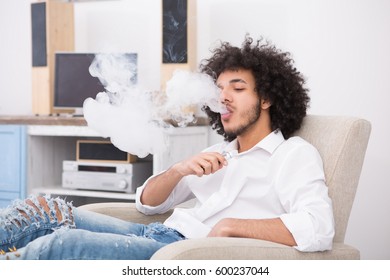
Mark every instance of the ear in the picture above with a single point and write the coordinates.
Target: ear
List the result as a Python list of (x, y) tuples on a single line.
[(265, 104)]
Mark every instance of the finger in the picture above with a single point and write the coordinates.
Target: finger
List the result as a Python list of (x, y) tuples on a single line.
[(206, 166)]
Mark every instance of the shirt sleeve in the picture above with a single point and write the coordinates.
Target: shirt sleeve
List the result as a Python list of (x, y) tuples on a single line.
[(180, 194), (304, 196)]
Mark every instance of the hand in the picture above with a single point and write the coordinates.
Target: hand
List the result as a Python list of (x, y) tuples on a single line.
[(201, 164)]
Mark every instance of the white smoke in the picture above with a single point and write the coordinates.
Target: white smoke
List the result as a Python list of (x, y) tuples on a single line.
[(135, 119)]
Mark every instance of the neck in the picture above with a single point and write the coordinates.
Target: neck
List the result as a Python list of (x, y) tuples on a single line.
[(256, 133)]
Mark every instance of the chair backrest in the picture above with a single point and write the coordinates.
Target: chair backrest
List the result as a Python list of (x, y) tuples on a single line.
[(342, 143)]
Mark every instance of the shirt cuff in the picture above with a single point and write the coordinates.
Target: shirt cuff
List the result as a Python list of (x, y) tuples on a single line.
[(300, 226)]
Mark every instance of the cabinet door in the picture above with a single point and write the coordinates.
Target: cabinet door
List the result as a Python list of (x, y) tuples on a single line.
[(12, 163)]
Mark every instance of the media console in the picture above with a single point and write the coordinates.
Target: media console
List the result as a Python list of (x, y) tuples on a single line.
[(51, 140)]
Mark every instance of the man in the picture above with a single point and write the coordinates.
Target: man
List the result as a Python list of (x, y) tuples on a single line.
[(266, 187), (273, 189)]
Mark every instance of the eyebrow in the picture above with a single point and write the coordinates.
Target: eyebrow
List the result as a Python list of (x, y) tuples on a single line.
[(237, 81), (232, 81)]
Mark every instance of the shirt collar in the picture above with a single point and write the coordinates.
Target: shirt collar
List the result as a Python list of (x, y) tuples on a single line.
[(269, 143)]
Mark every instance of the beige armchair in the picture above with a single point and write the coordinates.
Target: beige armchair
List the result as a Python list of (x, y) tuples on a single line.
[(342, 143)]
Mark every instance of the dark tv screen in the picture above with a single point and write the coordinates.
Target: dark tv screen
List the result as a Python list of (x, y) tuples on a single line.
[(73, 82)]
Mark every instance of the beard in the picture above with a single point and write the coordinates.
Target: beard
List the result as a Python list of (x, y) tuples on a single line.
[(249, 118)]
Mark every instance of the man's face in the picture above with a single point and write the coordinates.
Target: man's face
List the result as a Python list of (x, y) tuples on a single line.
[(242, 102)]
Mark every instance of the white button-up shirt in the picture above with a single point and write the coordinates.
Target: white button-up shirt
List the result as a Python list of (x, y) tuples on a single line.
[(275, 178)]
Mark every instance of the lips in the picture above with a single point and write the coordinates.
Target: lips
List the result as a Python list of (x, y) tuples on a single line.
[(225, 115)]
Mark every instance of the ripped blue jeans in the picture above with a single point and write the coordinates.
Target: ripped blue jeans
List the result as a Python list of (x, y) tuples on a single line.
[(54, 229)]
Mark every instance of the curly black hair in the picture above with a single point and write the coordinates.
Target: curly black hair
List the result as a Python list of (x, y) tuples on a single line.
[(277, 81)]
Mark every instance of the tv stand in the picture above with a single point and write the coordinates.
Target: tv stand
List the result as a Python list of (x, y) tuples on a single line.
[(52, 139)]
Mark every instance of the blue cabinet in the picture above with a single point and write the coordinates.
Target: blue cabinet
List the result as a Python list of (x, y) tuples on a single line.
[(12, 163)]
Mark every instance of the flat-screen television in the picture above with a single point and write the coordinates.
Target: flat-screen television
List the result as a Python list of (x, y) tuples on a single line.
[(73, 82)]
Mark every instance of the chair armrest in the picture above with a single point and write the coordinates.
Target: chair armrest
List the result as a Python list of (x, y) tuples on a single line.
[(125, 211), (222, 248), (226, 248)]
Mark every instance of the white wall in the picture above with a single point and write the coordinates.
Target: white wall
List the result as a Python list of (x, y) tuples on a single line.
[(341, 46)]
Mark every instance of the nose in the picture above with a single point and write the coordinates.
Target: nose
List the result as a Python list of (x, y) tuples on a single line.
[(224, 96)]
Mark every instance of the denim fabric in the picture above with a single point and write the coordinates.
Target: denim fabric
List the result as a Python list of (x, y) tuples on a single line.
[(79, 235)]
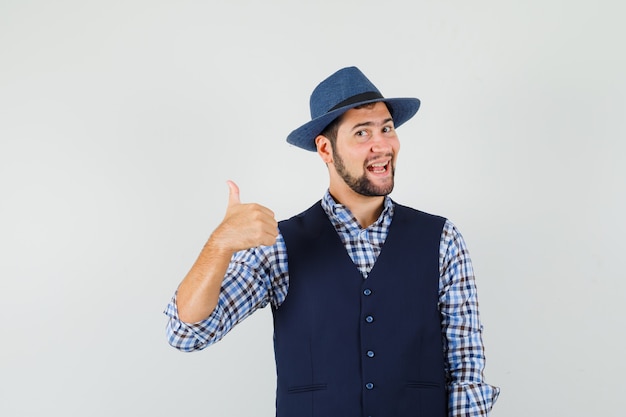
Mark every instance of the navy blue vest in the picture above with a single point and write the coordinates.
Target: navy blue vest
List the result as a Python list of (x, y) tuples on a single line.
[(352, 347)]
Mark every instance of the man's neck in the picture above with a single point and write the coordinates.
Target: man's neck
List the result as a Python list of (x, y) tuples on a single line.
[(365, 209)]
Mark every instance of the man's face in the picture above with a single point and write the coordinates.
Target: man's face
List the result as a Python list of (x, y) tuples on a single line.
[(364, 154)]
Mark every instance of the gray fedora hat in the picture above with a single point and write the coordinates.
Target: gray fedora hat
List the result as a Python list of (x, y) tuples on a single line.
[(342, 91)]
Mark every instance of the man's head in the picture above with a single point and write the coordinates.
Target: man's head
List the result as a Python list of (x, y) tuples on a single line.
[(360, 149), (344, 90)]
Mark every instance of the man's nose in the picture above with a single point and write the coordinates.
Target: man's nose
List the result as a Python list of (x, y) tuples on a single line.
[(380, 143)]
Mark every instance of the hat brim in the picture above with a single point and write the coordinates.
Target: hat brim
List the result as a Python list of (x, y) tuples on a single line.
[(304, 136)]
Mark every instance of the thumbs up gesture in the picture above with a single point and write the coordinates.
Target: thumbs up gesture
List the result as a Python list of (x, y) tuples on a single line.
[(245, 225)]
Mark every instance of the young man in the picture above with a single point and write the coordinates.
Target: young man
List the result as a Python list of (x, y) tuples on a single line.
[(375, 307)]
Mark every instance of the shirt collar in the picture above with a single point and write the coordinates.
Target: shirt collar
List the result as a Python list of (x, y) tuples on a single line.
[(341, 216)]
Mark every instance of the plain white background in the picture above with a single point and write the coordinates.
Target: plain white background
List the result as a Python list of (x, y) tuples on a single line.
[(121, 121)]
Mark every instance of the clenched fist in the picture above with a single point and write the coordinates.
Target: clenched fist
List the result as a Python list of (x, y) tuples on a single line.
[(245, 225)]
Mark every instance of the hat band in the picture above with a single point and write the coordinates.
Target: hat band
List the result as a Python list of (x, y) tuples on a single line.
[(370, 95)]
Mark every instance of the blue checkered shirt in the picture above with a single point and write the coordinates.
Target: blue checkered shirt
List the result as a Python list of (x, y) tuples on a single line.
...
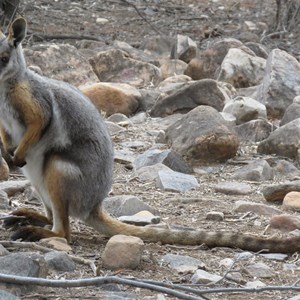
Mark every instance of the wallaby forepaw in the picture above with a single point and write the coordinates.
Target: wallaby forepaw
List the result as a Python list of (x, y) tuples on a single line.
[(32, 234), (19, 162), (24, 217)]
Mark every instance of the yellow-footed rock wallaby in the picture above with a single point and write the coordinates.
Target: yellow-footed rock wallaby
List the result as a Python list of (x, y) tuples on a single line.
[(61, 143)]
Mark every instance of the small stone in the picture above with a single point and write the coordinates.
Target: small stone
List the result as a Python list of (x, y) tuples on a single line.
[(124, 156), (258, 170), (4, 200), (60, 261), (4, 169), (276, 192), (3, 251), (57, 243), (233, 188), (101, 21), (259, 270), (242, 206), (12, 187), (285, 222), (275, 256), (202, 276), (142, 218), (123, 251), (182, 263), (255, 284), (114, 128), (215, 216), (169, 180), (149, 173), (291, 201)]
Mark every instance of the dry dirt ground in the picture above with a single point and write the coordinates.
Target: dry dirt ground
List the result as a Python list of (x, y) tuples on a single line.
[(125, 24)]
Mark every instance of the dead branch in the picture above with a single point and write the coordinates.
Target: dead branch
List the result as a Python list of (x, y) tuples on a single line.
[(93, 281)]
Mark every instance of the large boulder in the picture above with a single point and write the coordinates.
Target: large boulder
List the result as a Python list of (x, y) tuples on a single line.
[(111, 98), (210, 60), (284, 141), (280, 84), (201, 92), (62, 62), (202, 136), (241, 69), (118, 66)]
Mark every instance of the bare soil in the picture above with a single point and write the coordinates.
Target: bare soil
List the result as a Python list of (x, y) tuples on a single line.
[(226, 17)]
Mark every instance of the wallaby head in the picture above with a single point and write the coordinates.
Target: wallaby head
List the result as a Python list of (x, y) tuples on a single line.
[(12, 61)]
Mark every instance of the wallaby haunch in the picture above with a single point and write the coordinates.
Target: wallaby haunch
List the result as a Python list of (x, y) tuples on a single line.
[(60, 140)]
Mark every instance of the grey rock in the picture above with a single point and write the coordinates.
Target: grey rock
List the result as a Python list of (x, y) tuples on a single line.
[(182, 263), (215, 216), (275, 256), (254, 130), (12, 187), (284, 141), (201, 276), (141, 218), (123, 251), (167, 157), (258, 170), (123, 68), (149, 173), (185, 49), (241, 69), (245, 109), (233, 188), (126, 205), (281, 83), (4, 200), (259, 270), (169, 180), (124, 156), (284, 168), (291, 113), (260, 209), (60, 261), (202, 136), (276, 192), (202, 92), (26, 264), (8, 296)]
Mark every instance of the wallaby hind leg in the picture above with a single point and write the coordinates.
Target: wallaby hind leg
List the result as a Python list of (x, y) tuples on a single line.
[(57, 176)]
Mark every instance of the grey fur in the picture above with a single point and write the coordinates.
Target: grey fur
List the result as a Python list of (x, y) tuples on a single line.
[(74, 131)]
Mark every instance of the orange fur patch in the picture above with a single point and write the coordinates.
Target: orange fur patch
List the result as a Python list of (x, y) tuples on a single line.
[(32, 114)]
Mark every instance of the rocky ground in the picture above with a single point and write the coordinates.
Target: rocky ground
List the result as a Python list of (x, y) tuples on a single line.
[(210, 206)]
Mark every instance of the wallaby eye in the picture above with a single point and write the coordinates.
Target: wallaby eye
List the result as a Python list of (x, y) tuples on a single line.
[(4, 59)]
---
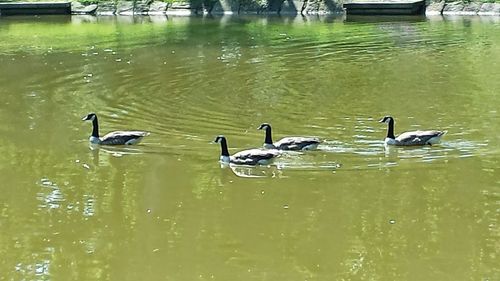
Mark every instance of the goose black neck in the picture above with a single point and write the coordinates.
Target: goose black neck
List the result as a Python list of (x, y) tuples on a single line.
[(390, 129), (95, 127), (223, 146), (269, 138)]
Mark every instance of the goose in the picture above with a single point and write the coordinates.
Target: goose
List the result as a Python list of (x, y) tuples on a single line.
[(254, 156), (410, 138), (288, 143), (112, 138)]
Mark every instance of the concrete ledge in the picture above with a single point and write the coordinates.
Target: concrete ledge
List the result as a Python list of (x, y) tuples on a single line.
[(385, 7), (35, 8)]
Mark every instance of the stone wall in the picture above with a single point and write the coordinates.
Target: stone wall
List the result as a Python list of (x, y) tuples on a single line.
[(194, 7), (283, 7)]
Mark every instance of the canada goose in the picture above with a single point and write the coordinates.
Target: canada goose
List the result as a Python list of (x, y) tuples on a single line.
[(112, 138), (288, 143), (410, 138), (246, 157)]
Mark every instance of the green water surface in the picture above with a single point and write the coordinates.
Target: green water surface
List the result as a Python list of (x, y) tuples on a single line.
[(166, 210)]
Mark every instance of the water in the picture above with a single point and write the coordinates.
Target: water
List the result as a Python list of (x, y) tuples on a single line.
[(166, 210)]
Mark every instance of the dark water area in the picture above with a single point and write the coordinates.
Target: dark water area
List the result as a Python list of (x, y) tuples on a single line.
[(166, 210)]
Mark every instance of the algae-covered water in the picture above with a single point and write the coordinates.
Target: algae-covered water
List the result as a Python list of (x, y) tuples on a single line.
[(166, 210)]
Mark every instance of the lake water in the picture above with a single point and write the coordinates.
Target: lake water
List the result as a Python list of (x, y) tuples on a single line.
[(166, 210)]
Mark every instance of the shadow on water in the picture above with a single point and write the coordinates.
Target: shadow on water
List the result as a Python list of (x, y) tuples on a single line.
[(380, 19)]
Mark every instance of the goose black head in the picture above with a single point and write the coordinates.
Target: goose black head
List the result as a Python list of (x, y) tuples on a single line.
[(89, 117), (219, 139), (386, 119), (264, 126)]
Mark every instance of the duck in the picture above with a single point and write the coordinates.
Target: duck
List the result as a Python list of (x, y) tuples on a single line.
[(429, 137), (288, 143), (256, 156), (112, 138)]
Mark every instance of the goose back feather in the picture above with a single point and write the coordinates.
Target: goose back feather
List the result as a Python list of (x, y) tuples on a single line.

Requirements: Please output, as a numbered list with blank lines omitted, the lines of the items starting at the one containing "Mark every instance of the yellow-footed" and ending with the one containing "[(61, 143)]".

The completed task:
1. Mark every instance of the yellow-footed rock wallaby in the picture above with a single point and write the coordinates.
2. Target: yellow-footed rock wallaby
3. List the result as a Python list of (x, y) tuples on a single line.
4. [(61, 143)]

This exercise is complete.